400 Grit Wet/Dry Sandpaper
works well too. For deep oyster-shell scratches (over 1/8 inch deep) I lightly pass a butane torch over the ridges immediately followed by a putty knife. Then I use the sandpaper.

Any day on the water is a great day.

Teflon wax
It won’t remove your scratches boat your boat will be more slippery and you’ll get less of them. I used to worry about scratches too, but I promise if you’ll just keep using the boat another 10 years and keep it out of the sun you scratch worries will go away.

For the last 4 years or so I have been worring about the little marks on my boat that look like hairline cracks. Fortunately recent whitewater bashings have shown the plastic to still be strong. I’m betting the sun will do your boat in before the scratches do.

Hadn’t known there was such a thing.
Will have to watch for it.

* **Given records**
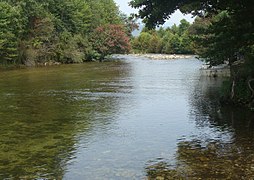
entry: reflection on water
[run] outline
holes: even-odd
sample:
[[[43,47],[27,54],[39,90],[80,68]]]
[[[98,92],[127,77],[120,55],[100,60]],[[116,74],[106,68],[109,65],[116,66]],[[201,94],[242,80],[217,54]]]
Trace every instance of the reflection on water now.
[[[0,179],[62,179],[80,136],[111,123],[123,63],[3,72],[0,80]],[[117,67],[117,68],[115,68]],[[128,69],[128,68],[126,68]],[[121,72],[125,73],[125,71]],[[96,117],[95,117],[96,114]]]
[[[249,179],[253,118],[195,59],[0,73],[0,179]]]
[[[148,179],[252,179],[254,113],[220,107],[220,79],[202,77],[190,97],[191,117],[201,132],[178,140],[175,160],[149,163]]]

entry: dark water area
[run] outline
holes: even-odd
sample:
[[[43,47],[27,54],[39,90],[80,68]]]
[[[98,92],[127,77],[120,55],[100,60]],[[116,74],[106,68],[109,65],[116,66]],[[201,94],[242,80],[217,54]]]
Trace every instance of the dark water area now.
[[[0,179],[251,179],[254,114],[192,59],[0,72]]]

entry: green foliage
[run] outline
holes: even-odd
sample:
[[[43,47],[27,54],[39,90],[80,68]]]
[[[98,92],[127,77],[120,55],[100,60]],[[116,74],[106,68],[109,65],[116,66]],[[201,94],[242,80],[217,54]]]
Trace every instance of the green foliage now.
[[[98,41],[102,38],[94,36],[96,29],[110,24],[122,25],[123,34],[117,37],[123,38],[118,39],[121,44],[128,41],[124,35],[130,35],[130,23],[134,25],[133,21],[128,24],[126,19],[128,18],[122,18],[113,0],[1,1],[1,61],[35,65],[48,61],[80,63],[97,59],[98,44],[93,43],[97,42],[97,37]],[[114,34],[111,33],[110,36]],[[107,43],[101,45],[105,44]],[[95,47],[97,49],[94,49]],[[112,49],[114,48],[103,52],[101,57],[118,52],[117,48]]]
[[[144,28],[142,33],[132,40],[134,52],[163,53],[163,54],[192,54],[192,39],[188,33],[190,23],[181,20],[179,26],[149,30]]]
[[[100,26],[95,29],[91,38],[93,49],[100,54],[99,59],[110,54],[128,53],[130,51],[129,38],[121,25]]]
[[[19,16],[17,8],[0,2],[0,61],[4,64],[17,61],[17,36],[21,33]]]

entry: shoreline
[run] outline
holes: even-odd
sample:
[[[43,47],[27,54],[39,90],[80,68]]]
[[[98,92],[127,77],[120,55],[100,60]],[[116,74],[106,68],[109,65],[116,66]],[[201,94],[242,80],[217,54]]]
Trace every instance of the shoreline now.
[[[154,60],[189,59],[195,55],[184,54],[131,54],[135,57],[145,57]]]

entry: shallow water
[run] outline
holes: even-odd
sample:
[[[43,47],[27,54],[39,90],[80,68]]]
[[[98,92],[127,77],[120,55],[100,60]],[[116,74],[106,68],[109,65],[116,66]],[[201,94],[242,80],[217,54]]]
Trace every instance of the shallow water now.
[[[246,179],[254,115],[196,59],[0,72],[1,179]]]

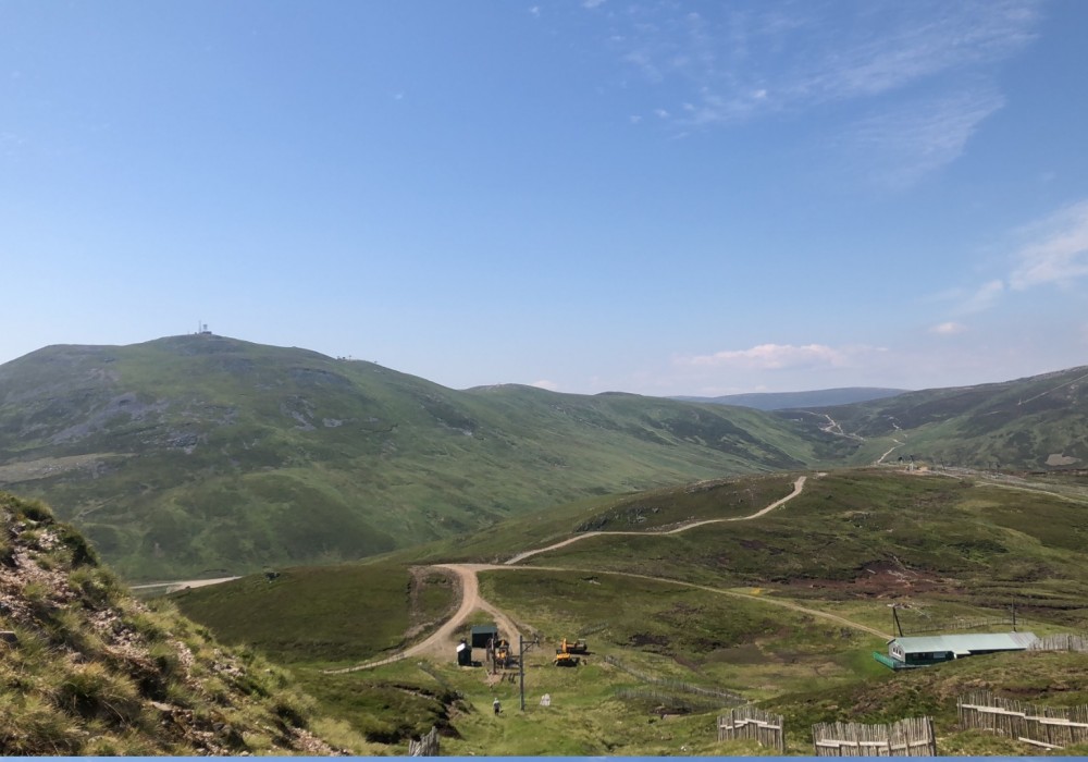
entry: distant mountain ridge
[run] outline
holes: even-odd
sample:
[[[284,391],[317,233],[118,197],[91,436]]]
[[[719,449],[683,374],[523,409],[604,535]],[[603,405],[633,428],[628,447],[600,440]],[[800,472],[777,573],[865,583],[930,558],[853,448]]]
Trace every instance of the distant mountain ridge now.
[[[214,335],[0,366],[0,488],[48,500],[143,579],[354,560],[592,494],[818,459],[793,429],[638,395],[454,391]]]
[[[0,489],[47,500],[129,579],[224,576],[741,474],[906,456],[1084,468],[1086,380],[1078,368],[764,411],[519,385],[455,391],[213,335],[51,346],[0,366]]]
[[[885,389],[881,386],[843,386],[821,389],[811,392],[753,392],[751,394],[726,394],[719,397],[679,396],[683,402],[712,403],[715,405],[738,405],[756,410],[784,410],[793,407],[830,407],[851,405],[870,400],[882,400],[904,394],[906,389]]]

* **To-do list**
[1] According to the discussion of boat scratches, what does the writer do to deep oyster-shell scratches before sanding them?
[2] In the discussion of boat scratches, shorten the paragraph that begins "For the last 4 years or so" while keeping its main facts.
[3] Pick up the discussion of boat scratches where it stops and continue it.

* **Outputs for the tasks**
[1] The writer lightly passes a butane torch over the ridges and immediately follows it with a putty knife.

[2] For about four years the writer has worried about small marks on the boat that look like hairline cracks. Recent whitewater bashings showed that the plastic is still strong, so the writer bets the sun will ruin the boat before the scratches do.

[3]
If you must do something
Get a 1/2" drill bit and clamp the drilling part in vice grip pliers. Heat the smooth end of the bit with a torch. Run the hot drill bit over the hull in circular motions. I would never do this but it does work.

Thanks for all the suggestions. I am using 303 protectant and I suppose the boat won’t last forever and trying to fix scatches won’t return the boat to it’s pristine condition so I’ll take the advice not to worry about it. Kim

It will …
last longer than you think. My poly boats turn 30 either this year or next.

Store them properly, and they’ll outlive you.